Welcome to the Inconvenienced Blog. This is a Comedy and Gaming Culture Site all rolled into one. Alongside humorous articles, we'll also be be giving our thoughts on games, and the gaming industry as a whole.

Hope you stick around and get to know the place.

7 April 2008

8 of the best long-take shots of all time

Primer: A "long-take" is when a camera moves for an abnormally long time without needing to cut to another one. They are often used for feelings of extensive realism or just to impress people with extreme camera work. Often, CGI is used to splice together extremely long ones, or in some of the cases below, they are made almost entirely using CGI. I obviously don't know of everything, and may not have videos for them all, but this is from what I've seen.

8. The Matrix Reloaded: Burly Brawl (Beginning at 4:00)

This one is just barely notable to me, and to some it's just a nice bit of CGI. Keanu Reeves himself is in some of those shots, which shows some pretty nice mixing.

7. Star Wars Episode III: Opening battle (Ending at 1:20)

Like Reloaded, this one loses points for being CGI, but it's still very impressive and enticing, giving an enormous overview of the large-scale battlefield, then rushing the shot through close encounters with the engaging ships.

6. The Sixth Sense: Kitchen Scene ("Oh, you've got a spot!")

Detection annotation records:

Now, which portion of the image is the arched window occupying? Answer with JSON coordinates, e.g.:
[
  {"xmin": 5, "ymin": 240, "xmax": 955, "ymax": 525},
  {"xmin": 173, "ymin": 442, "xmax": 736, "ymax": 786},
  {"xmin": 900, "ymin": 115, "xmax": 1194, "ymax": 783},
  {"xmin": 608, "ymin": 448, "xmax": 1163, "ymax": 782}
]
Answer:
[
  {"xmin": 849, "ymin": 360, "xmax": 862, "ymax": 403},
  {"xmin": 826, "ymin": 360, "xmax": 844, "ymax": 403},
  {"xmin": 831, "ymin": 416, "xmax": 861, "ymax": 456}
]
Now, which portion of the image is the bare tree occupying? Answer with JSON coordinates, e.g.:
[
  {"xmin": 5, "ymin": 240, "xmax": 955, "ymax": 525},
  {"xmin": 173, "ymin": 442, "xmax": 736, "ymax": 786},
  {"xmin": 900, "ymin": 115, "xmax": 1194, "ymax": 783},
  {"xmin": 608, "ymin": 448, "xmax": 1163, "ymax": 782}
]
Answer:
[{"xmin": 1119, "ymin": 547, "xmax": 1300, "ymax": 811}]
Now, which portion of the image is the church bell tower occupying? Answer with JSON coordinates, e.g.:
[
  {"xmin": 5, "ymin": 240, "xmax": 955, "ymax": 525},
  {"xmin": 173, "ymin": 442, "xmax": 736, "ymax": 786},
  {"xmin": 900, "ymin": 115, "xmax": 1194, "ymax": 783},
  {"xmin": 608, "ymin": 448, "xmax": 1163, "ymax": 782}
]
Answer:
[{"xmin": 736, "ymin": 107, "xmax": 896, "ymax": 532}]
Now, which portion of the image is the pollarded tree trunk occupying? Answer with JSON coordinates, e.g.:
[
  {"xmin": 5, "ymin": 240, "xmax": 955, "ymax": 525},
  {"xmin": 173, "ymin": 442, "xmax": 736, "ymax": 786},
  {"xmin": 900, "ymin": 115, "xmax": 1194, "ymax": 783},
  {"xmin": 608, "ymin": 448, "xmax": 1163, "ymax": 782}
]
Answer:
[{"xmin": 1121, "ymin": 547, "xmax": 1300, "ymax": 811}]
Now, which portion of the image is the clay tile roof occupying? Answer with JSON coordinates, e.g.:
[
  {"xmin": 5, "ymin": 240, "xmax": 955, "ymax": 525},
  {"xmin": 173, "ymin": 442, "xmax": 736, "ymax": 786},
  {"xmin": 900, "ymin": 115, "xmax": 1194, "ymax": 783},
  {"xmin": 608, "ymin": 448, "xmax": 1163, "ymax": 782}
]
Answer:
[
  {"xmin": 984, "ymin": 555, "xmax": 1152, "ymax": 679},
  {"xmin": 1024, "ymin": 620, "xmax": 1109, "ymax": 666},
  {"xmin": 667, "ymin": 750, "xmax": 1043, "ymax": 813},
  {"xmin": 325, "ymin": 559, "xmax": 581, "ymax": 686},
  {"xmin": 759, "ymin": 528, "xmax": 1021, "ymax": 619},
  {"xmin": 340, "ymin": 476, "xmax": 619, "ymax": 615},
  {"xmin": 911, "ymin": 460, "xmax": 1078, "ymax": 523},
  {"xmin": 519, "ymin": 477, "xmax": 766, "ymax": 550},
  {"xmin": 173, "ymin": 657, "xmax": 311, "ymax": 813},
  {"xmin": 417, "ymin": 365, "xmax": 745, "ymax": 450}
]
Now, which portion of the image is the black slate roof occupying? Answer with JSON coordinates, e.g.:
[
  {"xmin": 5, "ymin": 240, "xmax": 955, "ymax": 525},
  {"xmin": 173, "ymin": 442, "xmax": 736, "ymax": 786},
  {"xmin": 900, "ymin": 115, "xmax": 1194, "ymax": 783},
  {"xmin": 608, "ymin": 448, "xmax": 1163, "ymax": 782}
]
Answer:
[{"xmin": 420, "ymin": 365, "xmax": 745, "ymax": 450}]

TASKS TO PERFORM:
• A. Answer the following questions about the blog post on long-take shots.
(i) According to the primer, what is often used to splice together extremely long takes?
(ii) Which shot is ranked seventh?
(iii) Which actor is said to appear in some of the shots of the Burly Brawl?
• B. Tally the lines of the records that contain the string "tree", and give only the number.

COMPLETE ANSWERS:
• A.
(i) CGI
(ii) Star Wars Episode III: Opening battle
(iii) Keanu Reeves

• B. 2